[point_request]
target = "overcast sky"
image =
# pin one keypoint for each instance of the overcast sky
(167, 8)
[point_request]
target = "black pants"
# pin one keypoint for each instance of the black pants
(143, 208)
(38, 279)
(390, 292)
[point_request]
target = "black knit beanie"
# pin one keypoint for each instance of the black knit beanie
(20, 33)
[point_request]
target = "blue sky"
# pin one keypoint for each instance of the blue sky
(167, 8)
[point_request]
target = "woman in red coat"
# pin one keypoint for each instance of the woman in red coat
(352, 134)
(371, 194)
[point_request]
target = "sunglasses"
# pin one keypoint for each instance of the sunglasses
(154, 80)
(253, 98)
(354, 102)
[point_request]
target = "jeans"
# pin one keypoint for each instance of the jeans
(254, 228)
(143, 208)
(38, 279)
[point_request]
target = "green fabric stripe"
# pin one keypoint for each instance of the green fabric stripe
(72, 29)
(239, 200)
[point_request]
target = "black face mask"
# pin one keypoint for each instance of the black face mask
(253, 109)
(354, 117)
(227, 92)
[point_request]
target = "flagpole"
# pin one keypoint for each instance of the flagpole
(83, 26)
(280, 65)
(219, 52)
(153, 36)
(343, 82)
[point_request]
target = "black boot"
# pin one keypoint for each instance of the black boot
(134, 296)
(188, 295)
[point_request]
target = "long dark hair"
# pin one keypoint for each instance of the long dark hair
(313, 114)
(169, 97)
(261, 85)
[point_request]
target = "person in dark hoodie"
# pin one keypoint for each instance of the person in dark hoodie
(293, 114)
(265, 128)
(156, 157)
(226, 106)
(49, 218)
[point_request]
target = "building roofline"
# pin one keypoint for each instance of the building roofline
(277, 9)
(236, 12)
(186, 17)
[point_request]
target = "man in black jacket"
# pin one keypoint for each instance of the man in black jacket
◆ ◆ ◆
### WHAT TO PRODUCE
Give every line of the entries above as a numbered list, leaving out any blank lines.

### ANSWER FOR THE TASK
1. [point_request]
2. target = "overcast sky"
3. image =
4. # pin one keypoint for each instance of the overcast sky
5. (167, 8)
6. [point_request]
7. target = "black pants"
8. # pin one keypoint for each instance of the black pants
9. (143, 208)
10. (38, 279)
11. (390, 292)
12. [point_request]
13. target = "black knit beanie"
14. # pin one keypoint for each instance of the black knit beanie
15. (20, 33)
16. [point_request]
17. target = "blue sky"
18. # pin one keypoint for each instance of the blue sky
19. (167, 8)
20. [point_request]
21. target = "woman in red coat"
22. # pin one keypoint for each instance of the woman in red coat
23. (352, 134)
24. (371, 194)
25. [point_request]
26. target = "sunglasses"
27. # pin one keypoint for each instance of the sunglasses
28. (154, 80)
29. (253, 98)
30. (354, 102)
31. [point_request]
32. target = "jeans"
33. # pin one keypoint for each instance of the jeans
34. (254, 228)
35. (143, 208)
36. (38, 279)
37. [point_request]
38. target = "green fabric stripe"
39. # pin one keypoint for each instance of the green fabric stripe
40. (72, 29)
41. (239, 200)
42. [point_request]
43. target = "black face mask"
44. # pin one keypoint for each instance of the black face mask
45. (253, 109)
46. (354, 117)
47. (227, 92)
48. [point_request]
49. target = "flagpole"
50. # pin one keypoint for each instance of the flagpole
51. (83, 26)
52. (280, 65)
53. (219, 52)
54. (153, 36)
55. (343, 82)
56. [point_request]
57. target = "black boot"
58. # pin one keypoint for each instance of the black boot
59. (134, 296)
60. (188, 295)
61. [point_request]
62. target = "long dark hair"
63. # pin one keypoint for each instance of the long dark hair
64. (313, 114)
65. (169, 97)
66. (261, 85)
67. [point_request]
68. target = "person in dark hoodie"
69. # pin one keypoint for each instance of the person in dark hoodie
70. (293, 114)
71. (265, 128)
72. (156, 157)
73. (226, 106)
74. (49, 218)
75. [point_request]
76. target = "building roofline"
77. # pin one keypoint for each instance of the building roofline
78. (277, 9)
79. (236, 12)
80. (186, 17)
81. [point_request]
82. target = "man in black jacket"
83. # pin one keypoint for each instance of the man in black jacket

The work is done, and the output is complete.